Work required: Render every line of the entries below as a numbered list, omitting any blank lines.

Given data:
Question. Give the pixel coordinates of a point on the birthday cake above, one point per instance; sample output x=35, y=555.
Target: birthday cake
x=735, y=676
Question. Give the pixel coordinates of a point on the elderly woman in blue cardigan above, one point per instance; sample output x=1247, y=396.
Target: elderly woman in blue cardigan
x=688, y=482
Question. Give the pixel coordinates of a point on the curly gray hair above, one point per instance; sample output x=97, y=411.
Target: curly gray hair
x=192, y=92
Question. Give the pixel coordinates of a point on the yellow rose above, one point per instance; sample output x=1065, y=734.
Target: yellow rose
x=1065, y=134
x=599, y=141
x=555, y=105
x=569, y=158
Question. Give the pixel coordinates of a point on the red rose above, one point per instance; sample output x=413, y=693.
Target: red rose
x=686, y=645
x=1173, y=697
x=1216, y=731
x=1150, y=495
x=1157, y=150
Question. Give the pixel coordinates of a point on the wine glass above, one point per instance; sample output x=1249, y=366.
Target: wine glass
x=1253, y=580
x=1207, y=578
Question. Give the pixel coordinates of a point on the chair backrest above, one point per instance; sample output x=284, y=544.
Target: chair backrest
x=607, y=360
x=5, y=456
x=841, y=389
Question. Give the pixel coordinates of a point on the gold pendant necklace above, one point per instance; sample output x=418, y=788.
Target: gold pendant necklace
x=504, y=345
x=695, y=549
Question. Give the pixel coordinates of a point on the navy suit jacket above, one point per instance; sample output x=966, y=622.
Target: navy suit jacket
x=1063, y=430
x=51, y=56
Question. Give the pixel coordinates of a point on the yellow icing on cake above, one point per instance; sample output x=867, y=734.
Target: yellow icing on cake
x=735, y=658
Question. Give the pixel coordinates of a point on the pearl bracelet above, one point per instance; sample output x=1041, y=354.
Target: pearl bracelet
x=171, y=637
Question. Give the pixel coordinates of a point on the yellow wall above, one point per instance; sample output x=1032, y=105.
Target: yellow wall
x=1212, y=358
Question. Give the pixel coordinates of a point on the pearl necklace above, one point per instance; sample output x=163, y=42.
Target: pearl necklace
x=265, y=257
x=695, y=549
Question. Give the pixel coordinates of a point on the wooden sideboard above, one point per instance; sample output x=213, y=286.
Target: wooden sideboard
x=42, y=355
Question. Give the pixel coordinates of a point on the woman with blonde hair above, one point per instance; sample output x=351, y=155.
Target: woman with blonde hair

Full solution:
1. Question. Give the pixel coordinates of a point on the birthday cake above, one point per instance; sample output x=35, y=555.
2. Target: birthday cake
3. x=735, y=676
4. Question. Give the pixel coordinates of a point on the elderly woman in blue cardigan above, one point per instance; sample output x=1247, y=396.
5. Target: elderly woman in blue cardigan
6. x=688, y=482
7. Question. Give the pixel coordinates of a point on the curly gray hair above, one point per instance; sample output x=97, y=411.
8. Target: curly gray hair
9. x=192, y=92
10. Question. Give the pixel coordinates of a point on the yellow rose above, one point per instance; sample output x=1065, y=734.
11. Target: yellow rose
12. x=1065, y=134
13. x=599, y=141
14. x=555, y=105
15. x=569, y=158
16. Question. Give the pixel coordinates of a point on the red rose above, one point per instance; sample output x=413, y=693.
17. Target: red rose
18. x=686, y=645
19. x=1173, y=697
20. x=1216, y=731
21. x=1150, y=495
22. x=1157, y=150
23. Question. Give the pixel coordinates of a point on the wine glass above, one point per instance; sample output x=1249, y=366.
24. Target: wine glass
25. x=1253, y=580
26. x=1207, y=578
27. Question. Give the pixel coordinates of a point on the chair backrest above, one point per instance; sample output x=284, y=544.
28. Target: chair backrest
29. x=607, y=360
30. x=5, y=456
31. x=841, y=389
32. Question. Give the pixel coordinates of a point on the gold pendant necklace above, one point per instance; sample output x=418, y=788.
33. Target: gold pendant necklace
34. x=504, y=345
35. x=695, y=549
36. Question. Give the pixel coordinates of a point on the navy suit jacket above, one point per instance; sample output x=966, y=622.
37. Target: navy suit jacket
38. x=1063, y=430
39. x=51, y=56
40. Question. Give the pixel coordinates of a point on the yellow icing on cake above, one point per instance; sample output x=867, y=734.
41. Target: yellow icing on cake
42. x=735, y=658
43. Question. Give the pixel coordinates of a point on the pearl bracelet above, one point per instance; sample output x=1041, y=354.
44. Target: pearl bracelet
45. x=171, y=637
46. Question. Give the pixel coordinates of a point on the yellow wall above, one point per instance; sample output x=1032, y=105.
47. Target: yellow wall
48. x=1212, y=358
49. Question. Give the pixel coordinates of a point on the pearl necklace above, one point per instance; sample output x=163, y=42.
50. Target: pearl necklace
51. x=265, y=257
52. x=695, y=549
53. Question. Give the pixel coordinates of a point on the wooden sideboard above, one point per instance; sample output x=213, y=286.
54. Target: wooden sideboard
55. x=42, y=355
56. Question. Give the pixel coordinates of a point on the woman with blonde hair above, one point per instance; sample output x=351, y=155.
57. Target: woman with blonde hair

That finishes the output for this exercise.